**WHAT IS REQUIRED:** Give back the line where "Target: flat screen tv" appears and all the lines after it until the listing ends, unchanged and with nothing else.

**PROVIDED DATA:**

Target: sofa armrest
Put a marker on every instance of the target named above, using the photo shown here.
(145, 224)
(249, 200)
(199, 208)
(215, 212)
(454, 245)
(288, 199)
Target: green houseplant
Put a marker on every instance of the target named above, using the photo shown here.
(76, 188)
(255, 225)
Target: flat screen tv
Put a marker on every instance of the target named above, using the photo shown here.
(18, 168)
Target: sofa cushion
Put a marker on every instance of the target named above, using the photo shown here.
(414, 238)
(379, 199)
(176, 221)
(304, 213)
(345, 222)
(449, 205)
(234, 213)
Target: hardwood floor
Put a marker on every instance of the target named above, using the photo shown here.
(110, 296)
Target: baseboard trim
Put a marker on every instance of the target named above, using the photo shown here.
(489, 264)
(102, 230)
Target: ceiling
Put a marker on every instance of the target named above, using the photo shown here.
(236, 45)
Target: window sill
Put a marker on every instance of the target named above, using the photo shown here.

**WRITTEN REPLY:**
Target: flat screen tv
Put a marker on every instance of the target named above, using the photo shown here.
(18, 168)
Target: sofa cushion
Put a marker on every instance of the target named above, using the photo shown here.
(414, 238)
(379, 199)
(176, 221)
(304, 213)
(345, 222)
(449, 205)
(234, 213)
Target: hardwood floor
Put a marker on every instance of the target named above, using the photo shown here.
(110, 296)
Target: baseboard trim
Put a marker on every instance of the target named above, using the photo shown here.
(489, 264)
(102, 230)
Target: ceiling
Put a marker on every instance of the target named above, using the photo shown here.
(236, 45)
Target: window sill
Put a marker on every instance of the target named above, using the photo shown here.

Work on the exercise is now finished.